What needs to be done:
Reproduce every one of the entries below word for word, with no changes.

%%

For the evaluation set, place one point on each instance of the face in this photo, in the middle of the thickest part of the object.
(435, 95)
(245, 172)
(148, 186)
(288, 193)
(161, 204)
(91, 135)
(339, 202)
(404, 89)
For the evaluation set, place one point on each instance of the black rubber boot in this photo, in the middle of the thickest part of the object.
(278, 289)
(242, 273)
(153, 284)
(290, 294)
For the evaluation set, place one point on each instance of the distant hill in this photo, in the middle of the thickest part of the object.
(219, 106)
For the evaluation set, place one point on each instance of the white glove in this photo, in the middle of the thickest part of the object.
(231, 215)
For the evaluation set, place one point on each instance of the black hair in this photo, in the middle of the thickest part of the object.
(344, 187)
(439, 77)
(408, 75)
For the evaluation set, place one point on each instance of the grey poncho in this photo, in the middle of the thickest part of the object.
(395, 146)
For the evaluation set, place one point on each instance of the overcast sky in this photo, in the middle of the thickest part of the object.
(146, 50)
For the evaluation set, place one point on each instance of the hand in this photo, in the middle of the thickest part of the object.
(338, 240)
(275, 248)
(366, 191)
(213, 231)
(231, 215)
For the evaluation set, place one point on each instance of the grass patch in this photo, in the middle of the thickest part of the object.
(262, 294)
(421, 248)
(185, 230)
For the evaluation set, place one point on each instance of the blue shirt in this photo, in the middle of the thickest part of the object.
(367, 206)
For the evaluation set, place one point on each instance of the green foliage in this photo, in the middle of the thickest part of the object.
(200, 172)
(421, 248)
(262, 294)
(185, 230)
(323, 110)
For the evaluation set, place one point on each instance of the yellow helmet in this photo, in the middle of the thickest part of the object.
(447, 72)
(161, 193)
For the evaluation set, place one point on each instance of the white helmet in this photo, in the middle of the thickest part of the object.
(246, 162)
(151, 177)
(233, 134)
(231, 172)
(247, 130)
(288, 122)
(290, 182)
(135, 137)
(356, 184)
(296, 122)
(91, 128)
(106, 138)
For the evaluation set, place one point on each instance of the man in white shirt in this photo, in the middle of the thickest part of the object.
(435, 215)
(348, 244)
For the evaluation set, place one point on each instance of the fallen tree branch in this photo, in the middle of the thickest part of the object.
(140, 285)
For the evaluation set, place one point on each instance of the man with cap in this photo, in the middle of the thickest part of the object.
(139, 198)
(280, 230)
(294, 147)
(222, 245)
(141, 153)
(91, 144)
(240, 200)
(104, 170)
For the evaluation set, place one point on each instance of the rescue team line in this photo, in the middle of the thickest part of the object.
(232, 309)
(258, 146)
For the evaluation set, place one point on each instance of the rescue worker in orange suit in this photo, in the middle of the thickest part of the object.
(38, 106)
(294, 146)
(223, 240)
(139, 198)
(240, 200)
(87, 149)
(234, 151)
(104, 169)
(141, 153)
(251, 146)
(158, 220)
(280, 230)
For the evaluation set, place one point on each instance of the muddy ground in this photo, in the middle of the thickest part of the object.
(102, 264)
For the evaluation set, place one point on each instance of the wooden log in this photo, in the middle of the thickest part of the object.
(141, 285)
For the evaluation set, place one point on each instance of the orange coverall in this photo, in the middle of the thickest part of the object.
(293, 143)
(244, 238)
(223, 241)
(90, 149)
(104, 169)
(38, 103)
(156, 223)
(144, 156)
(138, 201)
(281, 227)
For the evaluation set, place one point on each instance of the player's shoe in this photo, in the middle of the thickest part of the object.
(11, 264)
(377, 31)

%%

Full solution:
For the evaluation set, place one point on each instance of the face in this photo, in the middle of the thickest part of the object.
(435, 95)
(245, 172)
(148, 186)
(288, 193)
(161, 204)
(91, 135)
(339, 202)
(404, 89)
For the evaluation set, place one point on each instance of the black rubber boot in this photo, in the middle of the thickest part of the object.
(278, 289)
(242, 273)
(153, 284)
(290, 294)
For the evaluation set, place one point on each instance of the distant hill in this photo, in the middle of the thickest part of the object.
(219, 106)
For the evaluation set, place one point on each instance of the white glove in this photo, in the middle of the thickest part of the object.
(231, 215)
For the evaluation set, place one point on each instance of the black hair in this photo, in the middle of the thickest part of the object.
(344, 187)
(439, 77)
(408, 75)
For the evaluation set, place one point on each instance of the grey poncho in this photo, in the middle of the thickest part of the object.
(395, 146)
For the evaluation set, place one point on each instance of the overcast sky in this photo, in the middle of the thickest part of the object.
(146, 50)
For the evaluation set, place one point on each instance of the hand in this photo, in the middle of the thickest part of the object.
(338, 240)
(275, 248)
(366, 191)
(213, 231)
(231, 215)
For the evaluation set, place one point on each instance of the grass patch in this photo, in the middle of the thickest part of the object.
(262, 294)
(421, 248)
(185, 230)
For the evaluation set, place one point on each instance of the blue shirt in this photo, in the middle of the thickest part of the object.
(367, 206)
For the evaluation set, place one point on each instance of the green foliage in this photo, in the middle of the thickest part of the object.
(200, 172)
(421, 248)
(262, 294)
(185, 230)
(323, 110)
For the evaluation set, place one point on each instance of the yellow helmet in this photo, in the middle of the thickest part of the object.
(447, 72)
(161, 193)
For the evaluation set, place one point on each instance of the white helmet in this photo, in the middle of the thickest part of the object.
(246, 162)
(151, 177)
(233, 134)
(231, 172)
(247, 130)
(288, 122)
(290, 182)
(135, 137)
(356, 184)
(296, 122)
(91, 128)
(106, 138)
For the evaluation set, place one point on each instance of the man in white shirt in this photo, in the middle of the thickest part of the object.
(435, 215)
(348, 244)
For the evaluation set, place one point on each instance of the fallen tree branch in this photo, in the middle of the thickest part of the object.
(140, 285)
For the evaluation set, place one point on each instance of the man with cap in this photo, in the middle of the thickest part of the object.
(139, 198)
(280, 230)
(294, 147)
(222, 245)
(141, 153)
(91, 144)
(240, 200)
(104, 170)
For the evaluation set, place one point on each instance of the rescue team line in this photo, in the middle of the thickest part of the object.
(232, 309)
(258, 146)
For the evaluation set, place one point on each instance of the rescue worker in orange suit in this photo, in the middle of the thickest part of the object.
(38, 106)
(294, 146)
(223, 240)
(139, 198)
(240, 200)
(87, 149)
(234, 151)
(104, 169)
(141, 153)
(251, 146)
(158, 220)
(280, 230)
For the evaluation set, place one point on each instance of the muddy ground in this photo, in the middle of the thickest part of the object.
(102, 264)
For the evaluation set, place one point on each instance of the wooden log in this photo, in the middle of the thickest part of the object.
(141, 285)
For the evaluation set, place one point on each instance of the orange coverall in this photo, in the middle of the thickest part of the object.
(293, 143)
(244, 238)
(223, 241)
(90, 149)
(104, 169)
(38, 103)
(156, 223)
(144, 156)
(138, 201)
(281, 227)
For the evaluation set, place one point on each instance of the player's shoe in this photo, in the middle of the thickest part of the object.
(11, 264)
(377, 31)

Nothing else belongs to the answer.